Instruksi Tertulis 1:
Salin ulang seluruh kutipan tentang kisah Nabi Yusuf a.s. di bawah ini tanpa mengubah apa pun.

===== Kutipan

“Kami menceritakan kepadamu kisah yang paling baik dengan mewahyukan Al Quran ini kepadamu, dan sesungguhnya kamu sebelum (Kami mewahyukan)nya adalah termasuk orang-orang yang belum mengetahui.” (QS. Yusuf: 3)
Kajian Rutin Ahad pagi ini di Masjid Muniroh Abdullah Ar Rukban mengangkat tema tentang Shiroh Nabi Yusuf a.s. Tampaknya bukan kebetulan, tilawah rutin penulis hari ini juga tepat di Surah Yusuf, Surah ke-11 dalam Al-Qur’an yang terdiri dari 111 ayat. Dan qadarullah beberapa hari lalu, kajian kantor ba’da zhuhur di Masjid panggung Cordofa juga membahas beberapa hikmah dari kisah Nabi Yusuf a.s. yang disebutkan dalam Al Qur’an sebagai ‘kisah yang paling baik’ (ahsanal qashash). Banyak sekali pelajaran hidup dalam kisah Nabi Yusuf a.s., mulai lingkup pribadi, keluarga, masyarakat, hingga negara. Namun sesuai dengan judul, tulisan ini hanya akan dibatasi pada proses Nabi Yusuf a.s. menjadi bendaharawan Negeri Mesir, mulai dari kisah di penjara hingga pelantikan beliau.

==========

Instruksi Tertulis 2:
Dalam catatan, perbarui baris-baris mulai dari baris yang memuat "Isolate the ceiling." hingga akhir catatan, termasuk kedua ujungnya, dengan mengganti "ceiling" menjadi "floor" dan membiarkan bagian lain tetap sama. Tuliskan hanya baris-baris tersebut.

===== Cuplikan Data

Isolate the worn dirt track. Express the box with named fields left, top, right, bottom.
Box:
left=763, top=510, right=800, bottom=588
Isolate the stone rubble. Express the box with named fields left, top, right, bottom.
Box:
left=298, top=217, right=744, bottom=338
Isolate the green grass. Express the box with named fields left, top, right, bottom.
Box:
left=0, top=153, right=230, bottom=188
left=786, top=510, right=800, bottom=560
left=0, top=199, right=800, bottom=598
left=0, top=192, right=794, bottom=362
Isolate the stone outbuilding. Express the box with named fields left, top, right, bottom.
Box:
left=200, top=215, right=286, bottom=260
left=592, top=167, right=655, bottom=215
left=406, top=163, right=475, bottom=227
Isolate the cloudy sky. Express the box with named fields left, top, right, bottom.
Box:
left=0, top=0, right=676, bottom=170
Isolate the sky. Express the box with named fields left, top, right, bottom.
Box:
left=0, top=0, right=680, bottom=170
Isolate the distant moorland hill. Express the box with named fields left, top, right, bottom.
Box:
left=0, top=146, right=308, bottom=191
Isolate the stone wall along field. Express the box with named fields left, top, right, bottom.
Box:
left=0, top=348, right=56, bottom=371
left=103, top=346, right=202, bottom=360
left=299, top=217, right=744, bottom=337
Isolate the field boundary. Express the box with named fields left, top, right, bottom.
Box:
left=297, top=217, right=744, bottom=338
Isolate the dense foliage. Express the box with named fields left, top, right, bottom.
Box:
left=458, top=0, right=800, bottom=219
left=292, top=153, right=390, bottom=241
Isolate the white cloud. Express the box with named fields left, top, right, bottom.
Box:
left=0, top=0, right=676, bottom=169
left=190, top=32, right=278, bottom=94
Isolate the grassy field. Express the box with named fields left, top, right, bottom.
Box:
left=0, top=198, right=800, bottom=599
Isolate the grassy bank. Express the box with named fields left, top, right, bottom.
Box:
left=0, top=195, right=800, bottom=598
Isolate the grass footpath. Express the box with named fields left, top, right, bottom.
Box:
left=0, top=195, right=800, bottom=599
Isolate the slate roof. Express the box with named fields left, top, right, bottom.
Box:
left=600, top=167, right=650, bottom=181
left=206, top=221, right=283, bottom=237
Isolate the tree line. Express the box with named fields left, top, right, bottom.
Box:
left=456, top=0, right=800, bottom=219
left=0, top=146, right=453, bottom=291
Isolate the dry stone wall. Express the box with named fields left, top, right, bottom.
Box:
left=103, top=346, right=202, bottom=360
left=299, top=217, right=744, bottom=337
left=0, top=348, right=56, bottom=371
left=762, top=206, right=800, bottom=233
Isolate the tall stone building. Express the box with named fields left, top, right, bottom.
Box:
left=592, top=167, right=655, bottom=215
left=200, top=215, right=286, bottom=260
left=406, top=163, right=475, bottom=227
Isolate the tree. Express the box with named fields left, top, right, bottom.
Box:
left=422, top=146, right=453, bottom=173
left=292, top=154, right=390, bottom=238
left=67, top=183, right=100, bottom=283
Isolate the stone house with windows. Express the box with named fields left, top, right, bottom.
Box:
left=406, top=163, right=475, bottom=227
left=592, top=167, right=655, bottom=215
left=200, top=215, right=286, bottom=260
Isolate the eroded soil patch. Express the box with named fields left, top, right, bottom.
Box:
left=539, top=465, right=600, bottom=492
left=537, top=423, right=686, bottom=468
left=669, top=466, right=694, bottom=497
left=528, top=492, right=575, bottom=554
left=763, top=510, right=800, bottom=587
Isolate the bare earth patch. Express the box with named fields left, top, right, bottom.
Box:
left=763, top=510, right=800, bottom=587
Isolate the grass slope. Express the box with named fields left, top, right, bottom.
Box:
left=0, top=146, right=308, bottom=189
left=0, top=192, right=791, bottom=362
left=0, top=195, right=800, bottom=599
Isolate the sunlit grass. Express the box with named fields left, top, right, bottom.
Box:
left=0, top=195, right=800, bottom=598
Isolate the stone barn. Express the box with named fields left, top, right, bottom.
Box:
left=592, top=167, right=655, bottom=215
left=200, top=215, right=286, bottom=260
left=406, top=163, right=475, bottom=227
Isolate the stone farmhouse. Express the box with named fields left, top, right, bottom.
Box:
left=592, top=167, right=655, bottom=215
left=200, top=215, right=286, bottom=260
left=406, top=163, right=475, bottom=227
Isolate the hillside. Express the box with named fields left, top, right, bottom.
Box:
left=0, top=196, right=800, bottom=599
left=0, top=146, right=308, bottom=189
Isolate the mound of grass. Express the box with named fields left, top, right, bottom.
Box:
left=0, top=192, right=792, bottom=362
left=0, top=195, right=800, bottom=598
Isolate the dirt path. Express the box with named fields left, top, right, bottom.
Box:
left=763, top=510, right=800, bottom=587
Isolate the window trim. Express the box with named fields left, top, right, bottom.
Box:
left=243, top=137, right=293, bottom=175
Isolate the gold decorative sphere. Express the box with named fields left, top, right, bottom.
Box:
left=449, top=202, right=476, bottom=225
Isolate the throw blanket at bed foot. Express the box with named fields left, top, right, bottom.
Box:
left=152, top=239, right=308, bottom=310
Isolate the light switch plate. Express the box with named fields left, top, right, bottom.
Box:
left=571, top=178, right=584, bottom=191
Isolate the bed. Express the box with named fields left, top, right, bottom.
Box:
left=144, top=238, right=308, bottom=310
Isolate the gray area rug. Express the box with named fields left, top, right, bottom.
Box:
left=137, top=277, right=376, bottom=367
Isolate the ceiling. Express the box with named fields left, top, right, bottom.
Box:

==========

Hasil Lengkap 1:
“Kami menceritakan kepadamu kisah yang paling baik dengan mewahyukan Al Quran ini kepadamu, dan sesungguhnya kamu sebelum (Kami mewahyukan)nya adalah termasuk orang-orang yang belum mengetahui.” (QS. Yusuf: 3)
Kajian Rutin Ahad pagi ini di Masjid Muniroh Abdullah Ar Rukban mengangkat tema tentang Shiroh Nabi Yusuf a.s. Tampaknya bukan kebetulan, tilawah rutin penulis hari ini juga tepat di Surah Yusuf, Surah ke-11 dalam Al-Qur’an yang terdiri dari 111 ayat. Dan qadarullah beberapa hari lalu, kajian kantor ba’da zhuhur di Masjid panggung Cordofa juga membahas beberapa hikmah dari kisah Nabi Yusuf a.s. yang disebutkan dalam Al Qur’an sebagai ‘kisah yang paling baik’ (ahsanal qashash). Banyak sekali pelajaran hidup dalam kisah Nabi Yusuf a.s., mulai lingkup pribadi, keluarga, masyarakat, hingga negara. Namun sesuai dengan judul, tulisan ini hanya akan dibatasi pada proses Nabi Yusuf a.s. menjadi bendaharawan Negeri Mesir, mulai dari kisah di penjara hingga pelantikan beliau.

Hasil Lengkap 2:
Isolate the floor. Express the box with named fields left, top, right, bottom.
Box:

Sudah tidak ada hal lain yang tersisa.